─── Text extract ───
The cigar box, made by Tiffany & Co. and presented as a gift to Smith in 1930 by newspaper publisher Paul Block, contains 171 troy ounces of silver and weighs nearly 12 pounds. Resembling a medieval ironbound casket, the hand-etched, hand-engraved humidor took at least four artisans more than 104 hours to craft. It was made in Tiffany's "Moresque" style, with patterns based on Islamic architecture and ornaments. The interior is lined with cedar and contains two dividers.
Inside the lid, an engraved plaque titled "Welcome Home, Governor Smith" and containing a passage from a newspaper editorial pays tribute to Smith's integrity and leadership as one of New York's most beloved politicians. The inscription, from the Brooklyn Standard-Union's November 2, 1928, issue following the Democrat's defeat to Herbert Hoover, refers in part to the many hardships Smith overcame in his youth and to "his every effort to alleviate the hardships of others."
The humidor, purchased by the Historical Society last November from the Dallas Auction Gallery for $24,000, and which will remain on display after the exhibit closes, is accompanied in the exhibit by a blueprint of the box, a kerchief from the 1928 campaign, a graphite sketch of Smith smoking a cigar, sheet music for the song "The Sidewalks of New York" -- an 1890s tune adapted with eight "special campaign choruses" that predicted an easy victory -- and various political buttons showcasing Smith and his running mate, Arkansas Sen. Joseph Taylor Robinson.
───
### Written exercise A
Answer these questions from the cigar box passage:
(i) Who gave the cigar box to Smith, and in what year?
(ii) Which newspaper's editorial is quoted on the plaque inside the lid?
(iii) How much did the Historical Society pay for the humidor?
### Written exercise B
Rewrite the cigar box passage from "The humidor, purchased" to "Joseph Taylor Robinson.", changing "kerchief" to "bandanna".
Rely on the cigar box passage alone.
─── Listed records ───
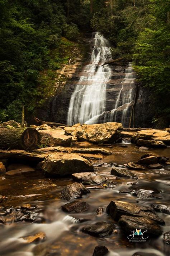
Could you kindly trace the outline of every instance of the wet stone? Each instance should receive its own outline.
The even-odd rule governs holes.
[[[161,224],[165,224],[164,221],[155,213],[152,208],[143,206],[137,203],[112,200],[107,207],[106,211],[114,219],[118,219],[123,215],[143,216]]]
[[[105,246],[98,245],[94,248],[93,256],[105,256],[109,253],[109,250]]]
[[[99,185],[105,181],[103,176],[92,172],[74,173],[72,178],[75,181],[91,185]]]
[[[63,211],[67,212],[77,213],[88,211],[89,210],[89,205],[85,202],[81,200],[76,200],[63,205],[61,206],[61,208]]]
[[[170,245],[170,231],[168,231],[164,234],[164,241],[165,243]]]
[[[40,232],[33,235],[29,235],[27,237],[21,238],[25,240],[28,243],[30,243],[34,242],[43,242],[46,239],[46,234],[43,232]]]
[[[115,167],[113,168],[111,170],[110,174],[118,177],[124,177],[127,178],[132,178],[132,179],[138,178],[138,176],[137,175],[134,174],[130,171],[125,168],[118,169]]]
[[[61,192],[62,199],[69,201],[70,199],[81,197],[83,195],[90,193],[89,189],[82,183],[75,182],[71,185],[66,186]]]
[[[112,233],[115,226],[113,223],[101,221],[84,227],[82,231],[96,237],[107,237]]]
[[[118,223],[123,230],[128,235],[132,234],[132,231],[136,229],[141,229],[142,232],[147,230],[147,232],[145,233],[146,237],[149,236],[148,239],[150,235],[157,237],[162,234],[160,226],[155,221],[145,217],[123,215],[119,220]]]
[[[152,206],[156,211],[170,215],[170,207],[166,205],[154,204],[152,205]]]

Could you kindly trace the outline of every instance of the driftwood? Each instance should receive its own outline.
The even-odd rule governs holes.
[[[51,126],[52,127],[53,126],[56,126],[58,127],[58,126],[69,126],[69,127],[71,127],[70,125],[65,125],[63,123],[56,123],[53,122],[48,122],[46,121],[42,121],[42,120],[39,119],[37,117],[35,116],[33,116],[33,118],[35,120],[36,122],[38,123],[40,125],[47,125],[49,126]]]
[[[119,58],[118,59],[113,59],[112,60],[109,60],[109,61],[107,61],[106,62],[105,62],[104,64],[101,65],[101,66],[103,67],[105,65],[107,65],[107,64],[112,64],[112,63],[115,63],[117,62],[117,61],[120,61],[121,60],[123,60],[123,59],[124,59],[124,57],[122,57],[122,58]]]
[[[35,129],[0,129],[0,147],[6,149],[32,150],[40,142],[40,135]]]

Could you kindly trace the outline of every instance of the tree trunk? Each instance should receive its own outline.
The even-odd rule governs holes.
[[[40,143],[40,135],[31,128],[0,129],[0,147],[6,149],[34,149]]]

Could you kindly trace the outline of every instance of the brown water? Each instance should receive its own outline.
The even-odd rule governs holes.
───
### Exercise response A
(i) Newspaper publisher Paul Block, in 1930.
(ii) The Brooklyn Standard-Union.
(iii) $24,000.

### Exercise response B
The humidor, purchased by the Historical Society last November from the Dallas Auction Gallery for $24,000, and which will remain on display after the exhibit closes, is accompanied in the exhibit by a blueprint of the box, a bandanna from the 1928 campaign, a graphite sketch of Smith smoking a cigar, sheet music for the song "The Sidewalks of New York" -- an 1890s tune adapted with eight "special campaign choruses" that predicted an easy victory -- and various political buttons showcasing Smith and his running mate, Arkansas Sen. Joseph Taylor Robinson.